→ 任务目标: 请把下方含有字符串“every”的每一行都提取出来，大小写须完全一致。

→ 输入数据:
####

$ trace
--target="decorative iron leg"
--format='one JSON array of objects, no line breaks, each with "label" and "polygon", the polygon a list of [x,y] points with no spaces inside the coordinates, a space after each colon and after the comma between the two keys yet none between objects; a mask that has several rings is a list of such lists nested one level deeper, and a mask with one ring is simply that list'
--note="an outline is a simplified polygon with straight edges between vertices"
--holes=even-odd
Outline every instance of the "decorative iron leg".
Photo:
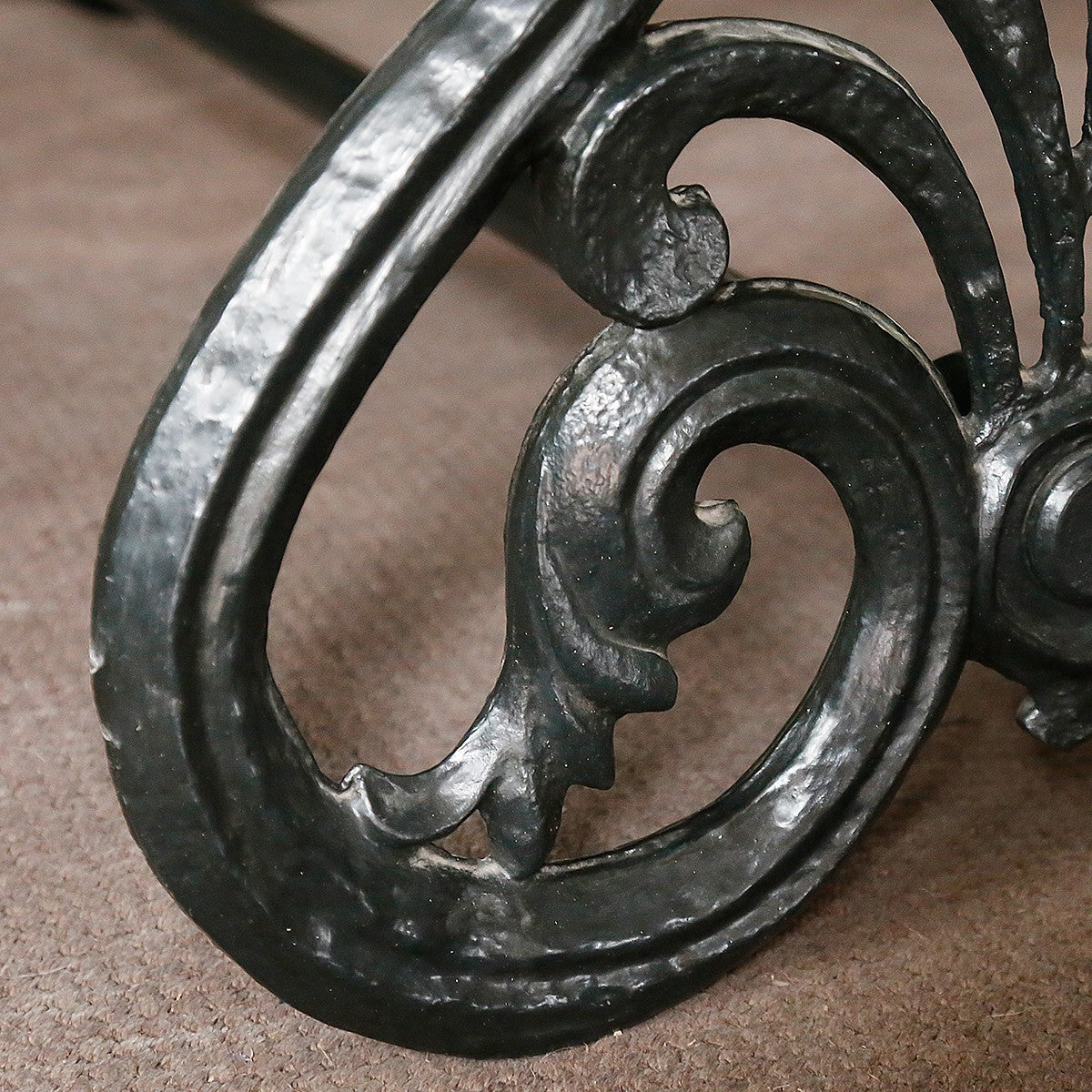
[{"label": "decorative iron leg", "polygon": [[[936,119],[882,61],[759,20],[645,29],[653,0],[441,0],[354,93],[213,294],[103,535],[92,667],[130,826],[259,981],[368,1035],[519,1054],[638,1020],[745,957],[830,874],[964,656],[1090,732],[1092,388],[1084,142],[1036,0],[935,0],[1000,123],[1043,300],[1021,370],[994,242]],[[458,78],[454,75],[458,73]],[[667,169],[703,126],[793,121],[914,216],[961,353],[867,305],[727,277],[727,229]],[[508,642],[482,713],[412,776],[332,783],[281,700],[268,610],[307,491],[392,347],[530,168],[549,257],[615,324],[541,406],[507,523]],[[666,649],[716,617],[749,539],[696,503],[778,444],[831,479],[856,569],[831,650],[760,762],[624,848],[544,864],[612,729],[675,699]],[[479,810],[490,859],[434,842]]]}]

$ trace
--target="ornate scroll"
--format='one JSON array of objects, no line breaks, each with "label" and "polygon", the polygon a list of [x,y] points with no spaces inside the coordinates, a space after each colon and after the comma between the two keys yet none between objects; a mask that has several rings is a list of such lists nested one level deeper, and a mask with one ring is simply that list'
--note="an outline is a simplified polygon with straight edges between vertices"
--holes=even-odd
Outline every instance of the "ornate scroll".
[{"label": "ornate scroll", "polygon": [[[968,650],[1026,681],[1026,726],[1090,731],[1084,145],[1032,0],[940,2],[1002,122],[1043,296],[1021,372],[997,254],[940,127],[876,57],[816,31],[644,31],[636,0],[442,0],[369,78],[213,294],[103,536],[92,665],[133,833],[254,977],[343,1028],[513,1054],[645,1016],[743,958],[853,845]],[[667,170],[701,127],[786,119],[903,202],[961,353],[943,378],[883,316],[726,282],[728,232]],[[616,320],[543,402],[512,480],[508,633],[482,713],[431,770],[332,783],[265,658],[300,506],[416,309],[532,169],[560,274]],[[663,710],[668,645],[715,618],[749,538],[696,502],[737,443],[831,480],[856,566],[776,741],[712,805],[546,859],[568,788],[609,787],[615,721]],[[434,842],[473,811],[492,856]]]}]

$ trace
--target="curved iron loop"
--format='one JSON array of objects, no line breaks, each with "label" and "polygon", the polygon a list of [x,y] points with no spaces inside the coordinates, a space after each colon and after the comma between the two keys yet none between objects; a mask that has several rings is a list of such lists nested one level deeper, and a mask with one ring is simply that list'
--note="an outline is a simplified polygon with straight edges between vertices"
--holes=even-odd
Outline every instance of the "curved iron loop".
[{"label": "curved iron loop", "polygon": [[[200,413],[204,385],[189,368],[174,413]],[[619,431],[609,407],[621,390],[632,424]],[[251,435],[248,463],[261,467],[283,436],[249,416],[233,427]],[[549,631],[521,665],[529,707],[554,701],[569,655],[555,619],[567,612],[600,630],[586,677],[626,655],[596,616],[622,577],[597,542],[637,537],[668,634],[701,586],[723,580],[737,554],[720,529],[734,513],[696,511],[693,488],[726,447],[775,443],[815,462],[842,497],[857,563],[815,684],[748,774],[686,822],[522,880],[394,844],[355,784],[317,771],[264,661],[270,559],[250,554],[260,535],[237,530],[275,508],[245,477],[227,510],[197,506],[204,548],[167,567],[163,530],[178,508],[162,483],[192,474],[215,492],[239,470],[175,439],[163,425],[146,435],[99,571],[96,693],[111,765],[136,838],[187,912],[281,997],[341,1026],[521,1053],[667,1004],[745,954],[834,867],[958,675],[971,526],[956,415],[912,343],[821,288],[744,283],[673,327],[615,328],[541,411],[509,523],[543,535],[560,584],[542,604],[510,594],[518,637],[525,624]],[[615,466],[603,500],[585,470]]]},{"label": "curved iron loop", "polygon": [[[622,321],[656,325],[720,284],[727,234],[708,194],[667,171],[723,118],[792,121],[867,166],[914,217],[943,283],[986,419],[1020,388],[1016,329],[978,198],[936,118],[853,43],[762,20],[667,24],[604,73],[537,167],[542,237],[566,281]],[[656,133],[656,140],[649,140]]]},{"label": "curved iron loop", "polygon": [[[1088,734],[1092,379],[1072,344],[1072,173],[1041,11],[938,2],[987,94],[1005,84],[999,118],[1020,112],[1005,81],[1044,81],[1006,144],[1044,359],[1075,358],[1021,390],[982,210],[902,80],[780,24],[640,38],[654,8],[441,0],[334,118],[213,294],[103,533],[92,667],[134,836],[256,978],[390,1042],[468,1055],[582,1042],[744,958],[852,847],[969,649],[1033,687],[1025,722],[1041,737]],[[798,282],[721,283],[723,222],[699,188],[669,194],[665,179],[693,132],[734,114],[826,133],[911,211],[959,327],[969,417],[865,304]],[[361,765],[335,784],[265,655],[284,549],[414,313],[536,157],[562,272],[628,321],[561,376],[527,434],[509,497],[506,658],[482,714],[431,770]],[[544,864],[569,786],[610,783],[615,721],[672,704],[670,641],[743,579],[743,514],[696,502],[710,461],[739,443],[811,461],[850,518],[854,579],[827,656],[774,743],[708,807]],[[431,844],[474,809],[491,858]]]}]

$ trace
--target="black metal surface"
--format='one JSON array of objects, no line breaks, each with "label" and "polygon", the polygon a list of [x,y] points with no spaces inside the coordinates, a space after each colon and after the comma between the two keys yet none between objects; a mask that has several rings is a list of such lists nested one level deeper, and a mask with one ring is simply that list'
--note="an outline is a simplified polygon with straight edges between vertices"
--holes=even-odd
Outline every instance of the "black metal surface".
[{"label": "black metal surface", "polygon": [[[92,665],[152,867],[281,997],[411,1046],[519,1054],[640,1019],[744,957],[852,847],[966,655],[1092,732],[1084,153],[1037,0],[937,0],[1001,124],[1043,300],[1021,371],[988,227],[936,120],[881,61],[756,20],[643,31],[654,0],[441,0],[349,99],[211,298],[103,535]],[[452,73],[458,73],[458,79]],[[667,167],[722,117],[857,156],[914,215],[961,353],[935,368],[867,305],[724,282],[727,232]],[[448,759],[318,770],[265,660],[296,515],[413,314],[531,165],[566,280],[616,322],[544,401],[513,476],[505,663]],[[951,390],[949,390],[949,384]],[[544,865],[612,729],[665,709],[669,642],[748,558],[714,455],[762,442],[836,487],[845,616],[776,743],[710,807]],[[435,839],[473,810],[494,855]]]},{"label": "black metal surface", "polygon": [[[78,0],[117,12],[112,0]],[[245,0],[124,0],[294,103],[323,124],[360,85],[363,69],[332,49],[266,15]],[[518,178],[501,198],[489,227],[529,253],[542,256],[530,181]]]}]

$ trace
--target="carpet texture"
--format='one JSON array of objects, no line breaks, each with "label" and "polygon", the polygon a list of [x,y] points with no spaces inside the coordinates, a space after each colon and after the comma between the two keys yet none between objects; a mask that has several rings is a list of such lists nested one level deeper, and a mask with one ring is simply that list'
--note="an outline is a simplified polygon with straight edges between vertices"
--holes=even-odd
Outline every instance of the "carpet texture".
[{"label": "carpet texture", "polygon": [[[1083,7],[1048,5],[1075,111]],[[277,8],[373,61],[424,3]],[[969,165],[1034,355],[1011,182],[928,3],[676,0],[663,13],[814,23],[902,70]],[[110,787],[86,676],[91,568],[153,392],[316,130],[151,20],[0,0],[0,1089],[1092,1089],[1092,751],[1024,736],[1019,688],[977,667],[891,806],[778,940],[591,1046],[498,1063],[414,1054],[300,1016],[217,951],[153,879]],[[738,268],[832,284],[928,352],[953,347],[909,217],[833,145],[722,124],[673,177],[713,192]],[[329,771],[357,757],[419,769],[476,713],[501,648],[508,475],[536,403],[601,325],[549,271],[484,237],[353,422],[293,541],[271,638]],[[750,518],[745,590],[679,642],[678,707],[619,726],[618,787],[572,794],[563,854],[722,791],[792,710],[839,617],[850,535],[815,471],[746,448],[707,488]]]}]

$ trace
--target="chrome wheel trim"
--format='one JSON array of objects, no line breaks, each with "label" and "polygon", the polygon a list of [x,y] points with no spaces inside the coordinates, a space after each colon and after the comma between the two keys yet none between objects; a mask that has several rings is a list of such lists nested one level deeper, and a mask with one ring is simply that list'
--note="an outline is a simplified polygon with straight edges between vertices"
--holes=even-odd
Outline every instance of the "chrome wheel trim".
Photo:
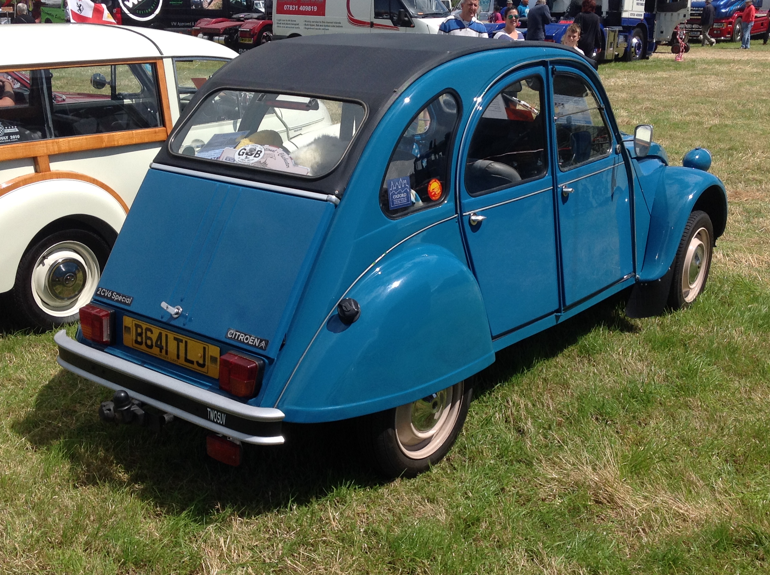
[{"label": "chrome wheel trim", "polygon": [[681,270],[681,295],[687,303],[691,303],[703,289],[711,250],[708,231],[698,229],[687,246]]},{"label": "chrome wheel trim", "polygon": [[464,389],[460,382],[396,408],[396,440],[404,455],[425,459],[444,444],[460,415]]},{"label": "chrome wheel trim", "polygon": [[94,252],[79,242],[59,242],[38,258],[30,283],[38,306],[54,317],[68,317],[91,300],[100,273]]}]

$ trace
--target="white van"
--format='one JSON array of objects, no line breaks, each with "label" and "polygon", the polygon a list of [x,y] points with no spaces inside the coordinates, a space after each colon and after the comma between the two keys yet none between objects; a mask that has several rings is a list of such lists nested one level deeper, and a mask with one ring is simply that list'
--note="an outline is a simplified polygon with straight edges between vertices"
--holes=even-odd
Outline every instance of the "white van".
[{"label": "white van", "polygon": [[311,34],[436,34],[450,14],[440,0],[276,0],[276,39]]}]

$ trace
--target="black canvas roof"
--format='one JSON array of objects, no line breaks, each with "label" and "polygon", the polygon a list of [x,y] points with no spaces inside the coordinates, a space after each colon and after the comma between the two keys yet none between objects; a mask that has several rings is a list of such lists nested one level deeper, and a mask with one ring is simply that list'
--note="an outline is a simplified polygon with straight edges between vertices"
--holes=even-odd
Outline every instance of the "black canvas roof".
[{"label": "black canvas roof", "polygon": [[[194,158],[172,155],[167,146],[161,149],[156,162],[340,195],[370,131],[389,102],[420,75],[444,62],[474,52],[538,47],[553,49],[557,45],[552,42],[507,42],[464,36],[385,33],[317,35],[269,42],[242,54],[212,76],[187,106],[177,127],[206,94],[225,88],[360,100],[367,105],[367,119],[342,163],[328,176],[313,181],[256,172],[233,164],[213,165]],[[545,50],[543,52],[544,55]],[[502,54],[500,57],[501,60],[506,58]]]}]

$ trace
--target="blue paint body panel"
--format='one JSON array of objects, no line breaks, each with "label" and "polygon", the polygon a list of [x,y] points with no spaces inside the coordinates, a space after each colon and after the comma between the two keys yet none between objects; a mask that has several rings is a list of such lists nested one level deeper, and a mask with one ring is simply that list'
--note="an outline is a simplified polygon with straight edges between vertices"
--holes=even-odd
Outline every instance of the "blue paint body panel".
[{"label": "blue paint body panel", "polygon": [[[541,45],[506,55],[464,54],[395,91],[387,111],[367,120],[376,125],[336,206],[216,175],[150,170],[100,282],[133,301],[95,300],[116,309],[119,323],[129,314],[223,353],[263,356],[262,389],[248,403],[306,423],[370,413],[446,388],[491,363],[494,352],[627,287],[636,274],[660,277],[694,202],[714,186],[723,193],[721,182],[668,167],[656,144],[647,159],[634,158],[598,76],[578,55]],[[542,177],[470,196],[464,165],[480,110],[507,82],[536,74],[546,94],[541,112],[553,118],[551,59],[594,86],[611,153],[561,172],[549,119]],[[447,152],[446,199],[390,219],[379,193],[391,152],[446,91],[460,105]],[[212,169],[203,163],[201,170]],[[564,185],[575,189],[568,198],[558,192]],[[286,186],[298,184],[287,177]],[[488,216],[478,226],[468,221],[474,210]],[[344,297],[361,307],[350,326],[336,313]],[[181,306],[182,315],[172,319],[161,301]],[[255,349],[233,342],[229,329],[270,343]],[[109,353],[218,389],[213,378],[119,343]]]}]

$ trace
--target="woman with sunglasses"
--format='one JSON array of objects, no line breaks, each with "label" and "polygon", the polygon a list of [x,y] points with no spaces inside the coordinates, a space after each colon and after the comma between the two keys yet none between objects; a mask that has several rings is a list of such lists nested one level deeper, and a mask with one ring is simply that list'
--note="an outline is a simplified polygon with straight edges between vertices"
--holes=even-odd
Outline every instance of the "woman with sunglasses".
[{"label": "woman with sunglasses", "polygon": [[505,12],[505,28],[494,35],[500,40],[524,40],[524,35],[516,29],[519,23],[519,13],[515,8]]}]

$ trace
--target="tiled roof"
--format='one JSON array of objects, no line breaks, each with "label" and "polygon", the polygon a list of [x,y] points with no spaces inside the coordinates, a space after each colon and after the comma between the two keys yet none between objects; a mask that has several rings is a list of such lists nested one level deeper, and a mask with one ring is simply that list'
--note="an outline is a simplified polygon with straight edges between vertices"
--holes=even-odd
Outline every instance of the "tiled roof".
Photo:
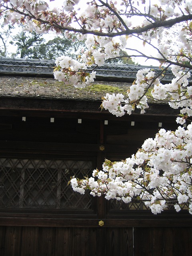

####

→ 回复内容:
Outline every instance of the "decorative iron leg".
Outline every instance of the "ornate scroll".
Outline every instance of the "curved iron loop".
Outline every instance of the "black metal surface".
Outline every instance of the "carpet texture".
Outline every instance of the "chrome wheel trim".
Outline every instance of the "white van".
Outline every instance of the "black canvas roof".
Outline every instance of the "blue paint body panel".
Outline every instance of the "woman with sunglasses".
Outline every instance of the "tiled roof".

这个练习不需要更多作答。